Your assignment —
Begin at the line containing "Target: parked car in background" and reproduce every line through the end of the entries below. Nothing else should appear.

[Referring expression pointing data]
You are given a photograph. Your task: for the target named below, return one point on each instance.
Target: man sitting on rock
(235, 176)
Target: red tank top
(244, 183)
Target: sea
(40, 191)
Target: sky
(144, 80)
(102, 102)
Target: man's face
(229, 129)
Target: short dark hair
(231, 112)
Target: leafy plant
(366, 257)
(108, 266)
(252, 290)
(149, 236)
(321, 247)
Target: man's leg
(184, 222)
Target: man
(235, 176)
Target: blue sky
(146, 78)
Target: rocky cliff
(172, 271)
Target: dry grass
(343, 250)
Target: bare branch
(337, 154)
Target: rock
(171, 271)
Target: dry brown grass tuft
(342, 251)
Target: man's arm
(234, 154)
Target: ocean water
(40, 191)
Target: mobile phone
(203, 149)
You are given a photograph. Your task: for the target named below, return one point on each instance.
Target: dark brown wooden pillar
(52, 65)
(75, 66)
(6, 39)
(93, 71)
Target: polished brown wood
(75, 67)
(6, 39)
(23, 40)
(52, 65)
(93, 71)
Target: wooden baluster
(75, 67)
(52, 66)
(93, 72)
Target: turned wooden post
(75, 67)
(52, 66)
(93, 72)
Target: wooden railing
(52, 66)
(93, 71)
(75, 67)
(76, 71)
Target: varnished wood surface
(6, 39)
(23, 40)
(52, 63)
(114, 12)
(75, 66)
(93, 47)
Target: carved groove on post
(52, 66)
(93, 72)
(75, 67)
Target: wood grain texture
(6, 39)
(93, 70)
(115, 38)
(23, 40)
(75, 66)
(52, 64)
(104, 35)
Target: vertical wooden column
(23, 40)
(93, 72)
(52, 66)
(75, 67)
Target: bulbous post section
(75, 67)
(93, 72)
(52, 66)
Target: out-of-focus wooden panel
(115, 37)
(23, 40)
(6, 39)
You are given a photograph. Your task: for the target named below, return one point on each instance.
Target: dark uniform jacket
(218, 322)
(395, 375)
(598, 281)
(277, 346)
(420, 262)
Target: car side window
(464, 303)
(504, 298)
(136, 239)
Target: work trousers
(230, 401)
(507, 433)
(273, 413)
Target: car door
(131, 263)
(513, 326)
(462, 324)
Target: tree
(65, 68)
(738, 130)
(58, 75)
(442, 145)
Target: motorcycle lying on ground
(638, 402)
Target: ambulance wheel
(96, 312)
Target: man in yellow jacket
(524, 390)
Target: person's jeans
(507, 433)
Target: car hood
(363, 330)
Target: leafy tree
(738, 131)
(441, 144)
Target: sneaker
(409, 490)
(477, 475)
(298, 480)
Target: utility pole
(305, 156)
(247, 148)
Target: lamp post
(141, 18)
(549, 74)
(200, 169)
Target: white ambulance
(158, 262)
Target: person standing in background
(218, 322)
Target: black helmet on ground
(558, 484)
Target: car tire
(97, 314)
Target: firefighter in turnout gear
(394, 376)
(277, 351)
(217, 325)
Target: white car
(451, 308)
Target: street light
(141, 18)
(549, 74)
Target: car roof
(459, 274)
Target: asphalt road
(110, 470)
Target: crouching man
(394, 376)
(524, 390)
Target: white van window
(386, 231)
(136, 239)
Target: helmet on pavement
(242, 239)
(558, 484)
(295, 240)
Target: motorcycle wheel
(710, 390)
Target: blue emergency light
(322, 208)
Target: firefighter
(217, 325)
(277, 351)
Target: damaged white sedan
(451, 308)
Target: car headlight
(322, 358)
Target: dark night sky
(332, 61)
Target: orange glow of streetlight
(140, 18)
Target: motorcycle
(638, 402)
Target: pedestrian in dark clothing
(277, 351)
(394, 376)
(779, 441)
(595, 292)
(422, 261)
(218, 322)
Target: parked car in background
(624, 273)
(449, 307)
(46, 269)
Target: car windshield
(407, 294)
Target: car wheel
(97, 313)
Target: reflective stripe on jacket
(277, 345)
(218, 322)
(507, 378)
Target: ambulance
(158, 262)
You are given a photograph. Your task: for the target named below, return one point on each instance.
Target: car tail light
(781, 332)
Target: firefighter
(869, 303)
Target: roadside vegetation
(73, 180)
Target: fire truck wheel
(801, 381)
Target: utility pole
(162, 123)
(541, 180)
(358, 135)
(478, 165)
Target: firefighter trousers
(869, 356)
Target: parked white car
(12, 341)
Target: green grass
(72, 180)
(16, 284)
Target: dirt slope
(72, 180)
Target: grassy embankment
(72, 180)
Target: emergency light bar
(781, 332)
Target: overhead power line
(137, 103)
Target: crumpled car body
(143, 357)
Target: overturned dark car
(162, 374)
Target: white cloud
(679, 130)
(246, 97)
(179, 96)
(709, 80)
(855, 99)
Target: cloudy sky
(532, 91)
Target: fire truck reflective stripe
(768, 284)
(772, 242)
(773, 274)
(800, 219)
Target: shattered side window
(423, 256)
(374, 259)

Answer box —
Target: parked car in background
(624, 273)
(449, 307)
(46, 269)
Target: car windshield
(407, 294)
Target: car wheel
(97, 313)
Target: reflective stripe on jacket
(277, 345)
(218, 322)
(507, 378)
Target: ambulance
(158, 262)
You are given a photograph. Your task: for the target named below, return one point on each instance.
Target: car tail light
(781, 332)
Target: firefighter
(869, 303)
Target: roadside vegetation
(73, 180)
Target: fire truck wheel
(801, 381)
Target: utility pole
(162, 123)
(541, 180)
(358, 135)
(478, 165)
Target: firefighter trousers
(869, 356)
Target: parked white car
(12, 341)
Target: green grass
(72, 180)
(16, 284)
Target: dirt slope
(72, 180)
Target: grassy embankment
(72, 180)
Target: emergency light bar
(781, 332)
Target: overhead power line
(137, 103)
Target: crumpled car body
(143, 357)
Target: overturned dark car
(162, 374)
Target: white cloud
(679, 130)
(246, 97)
(179, 96)
(709, 80)
(855, 99)
Target: cloudy sky
(532, 91)
Target: fire truck reflective stripe
(768, 284)
(772, 242)
(773, 274)
(800, 219)
Target: shattered side window
(423, 256)
(374, 259)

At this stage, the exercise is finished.